### Extracted text
▼
Sherry Turkle finds that what we like about robots and digitally-mediated communication is precisely the absence of this Neighbor, the elimination of this traumatic overproximity. Others are there when we need them, they vanish when we don’t. We can expose our secrets to an anonymous community and experience their warmth and sympathy, until they judge us, at which point we can dismiss them as just strangers who couldn’t possibly understand us. A robotic romantic partner will provide the semblance of care and we allow ourselves to feel a human-like experience, but it will not be so human as to provoke the disturbing question, “What does it desire?” This is what Žižek refers to as the decaffeinated Other:

On today’s market, we find a whole series of products deprived of their malignant property: coffee without caffeine, cream without fat, beer without alcohol… And the list goes on: what about virtual sex as sex without sex, the Colin Powell doctrine of warfare with no casualties (on our side, of course) as warfare without warfare, the contemporary redefinition of politics as the art of expert administration as politics without politics, up to today’s tolerant liberal multiculturalism as an experience of Other deprived of its Otherness.
▲
### Tasks for this exercise
a: In the passage about the decaffeinated Other, what question is a robotic romantic partner not human enough to provoke?
b: Rewrite the paragraph beginning "On today's market" from the passage about the decaffeinated Other as a short list that keeps its main facts.
c: Reproduce, word for word, the section of the passage about the decaffeinated Other starting with "On today’s market, we" and going on through "of its Otherness.".

### Dataset
▼
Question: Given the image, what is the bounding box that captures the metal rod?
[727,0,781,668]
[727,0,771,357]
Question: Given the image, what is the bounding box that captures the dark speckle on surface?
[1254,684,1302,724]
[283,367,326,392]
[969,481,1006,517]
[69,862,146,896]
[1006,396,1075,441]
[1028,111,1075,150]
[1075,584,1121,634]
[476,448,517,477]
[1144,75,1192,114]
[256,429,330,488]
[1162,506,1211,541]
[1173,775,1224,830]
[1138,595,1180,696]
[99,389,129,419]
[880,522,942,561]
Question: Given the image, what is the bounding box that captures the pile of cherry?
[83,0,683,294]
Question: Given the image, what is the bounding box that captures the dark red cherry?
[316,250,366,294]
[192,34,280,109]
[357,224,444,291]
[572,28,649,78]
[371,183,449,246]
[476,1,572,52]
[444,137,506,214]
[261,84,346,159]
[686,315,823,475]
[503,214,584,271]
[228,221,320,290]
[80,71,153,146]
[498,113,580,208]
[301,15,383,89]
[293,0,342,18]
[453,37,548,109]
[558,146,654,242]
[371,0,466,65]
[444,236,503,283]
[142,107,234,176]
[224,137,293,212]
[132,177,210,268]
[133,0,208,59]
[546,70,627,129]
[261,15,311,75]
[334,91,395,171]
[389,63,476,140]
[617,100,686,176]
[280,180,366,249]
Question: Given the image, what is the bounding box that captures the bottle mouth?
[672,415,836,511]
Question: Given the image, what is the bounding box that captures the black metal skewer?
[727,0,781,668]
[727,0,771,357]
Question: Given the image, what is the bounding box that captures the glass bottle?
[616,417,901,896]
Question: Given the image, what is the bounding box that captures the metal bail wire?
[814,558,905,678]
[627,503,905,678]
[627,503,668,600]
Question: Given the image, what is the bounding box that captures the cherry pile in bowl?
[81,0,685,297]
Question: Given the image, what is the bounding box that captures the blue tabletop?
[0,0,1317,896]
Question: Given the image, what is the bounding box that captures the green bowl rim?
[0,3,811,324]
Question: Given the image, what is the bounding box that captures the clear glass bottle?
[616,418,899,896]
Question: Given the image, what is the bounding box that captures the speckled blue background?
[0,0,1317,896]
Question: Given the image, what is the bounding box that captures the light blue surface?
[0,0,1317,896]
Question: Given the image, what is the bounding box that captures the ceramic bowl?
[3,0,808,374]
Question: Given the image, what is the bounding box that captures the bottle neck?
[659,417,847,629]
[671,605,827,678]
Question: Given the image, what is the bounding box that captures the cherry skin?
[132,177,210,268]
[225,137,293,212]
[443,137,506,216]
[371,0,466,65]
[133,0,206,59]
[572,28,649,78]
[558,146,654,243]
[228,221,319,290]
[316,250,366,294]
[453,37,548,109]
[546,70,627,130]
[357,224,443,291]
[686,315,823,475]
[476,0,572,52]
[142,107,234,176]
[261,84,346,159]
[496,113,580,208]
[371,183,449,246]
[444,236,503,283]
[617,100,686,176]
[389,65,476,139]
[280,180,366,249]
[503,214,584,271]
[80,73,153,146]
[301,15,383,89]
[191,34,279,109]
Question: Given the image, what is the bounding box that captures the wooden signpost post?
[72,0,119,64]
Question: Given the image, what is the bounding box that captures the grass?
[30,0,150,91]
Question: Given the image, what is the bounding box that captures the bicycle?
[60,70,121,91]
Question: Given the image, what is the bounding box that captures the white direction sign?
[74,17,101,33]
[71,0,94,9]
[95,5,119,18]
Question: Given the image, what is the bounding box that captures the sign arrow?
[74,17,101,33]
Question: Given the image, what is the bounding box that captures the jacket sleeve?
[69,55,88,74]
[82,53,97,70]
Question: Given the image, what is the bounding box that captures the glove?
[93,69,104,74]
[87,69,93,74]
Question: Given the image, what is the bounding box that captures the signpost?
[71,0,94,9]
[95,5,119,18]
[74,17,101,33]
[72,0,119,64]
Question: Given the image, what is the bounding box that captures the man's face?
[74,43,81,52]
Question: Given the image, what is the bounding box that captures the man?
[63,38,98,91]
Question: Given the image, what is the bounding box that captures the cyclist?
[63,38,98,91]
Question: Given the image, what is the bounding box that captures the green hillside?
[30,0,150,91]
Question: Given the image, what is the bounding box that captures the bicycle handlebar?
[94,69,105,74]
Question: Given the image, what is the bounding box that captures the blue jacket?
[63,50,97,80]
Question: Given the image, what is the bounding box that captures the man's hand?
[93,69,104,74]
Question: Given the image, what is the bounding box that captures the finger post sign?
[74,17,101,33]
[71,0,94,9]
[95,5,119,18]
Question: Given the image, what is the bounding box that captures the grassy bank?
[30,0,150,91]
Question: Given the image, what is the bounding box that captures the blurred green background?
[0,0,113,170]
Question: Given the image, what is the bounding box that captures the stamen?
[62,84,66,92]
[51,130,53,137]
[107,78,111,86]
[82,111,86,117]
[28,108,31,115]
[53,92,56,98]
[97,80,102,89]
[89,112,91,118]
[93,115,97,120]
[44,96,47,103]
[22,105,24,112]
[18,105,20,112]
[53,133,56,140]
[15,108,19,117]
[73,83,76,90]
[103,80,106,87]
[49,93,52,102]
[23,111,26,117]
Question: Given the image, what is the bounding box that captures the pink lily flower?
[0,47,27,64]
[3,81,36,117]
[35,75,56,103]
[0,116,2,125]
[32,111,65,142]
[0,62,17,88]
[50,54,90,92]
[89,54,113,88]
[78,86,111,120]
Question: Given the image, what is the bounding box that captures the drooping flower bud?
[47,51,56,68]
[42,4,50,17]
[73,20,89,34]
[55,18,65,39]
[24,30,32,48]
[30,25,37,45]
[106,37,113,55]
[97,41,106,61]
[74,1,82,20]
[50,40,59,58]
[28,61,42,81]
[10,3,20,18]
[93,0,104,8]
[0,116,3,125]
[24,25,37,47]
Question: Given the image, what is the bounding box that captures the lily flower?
▲
### Answer section
a: "What does it desire?"

b:
Products on today's market deprived of their malignant property:
- coffee without caffeine
- cream without fat
- beer without alcohol
- virtual sex as sex without sex
- the Colin Powell doctrine of warfare with no casualties (on our side) as warfare without warfare
- politics redefined as the art of expert administration, or politics without politics
- tolerant liberal multiculturalism as an experience of Other deprived of its Otherness

c:
On today’s market, we find a whole series of products deprived of their malignant property: coffee without caffeine, cream without fat, beer without alcohol… And the list goes on: what about virtual sex as sex without sex, the Colin Powell doctrine of warfare with no casualties (on our side, of course) as warfare without warfare, the contemporary redefinition of politics as the art of expert administration as politics without politics, up to today’s tolerant liberal multiculturalism as an experience of Other deprived of its Otherness.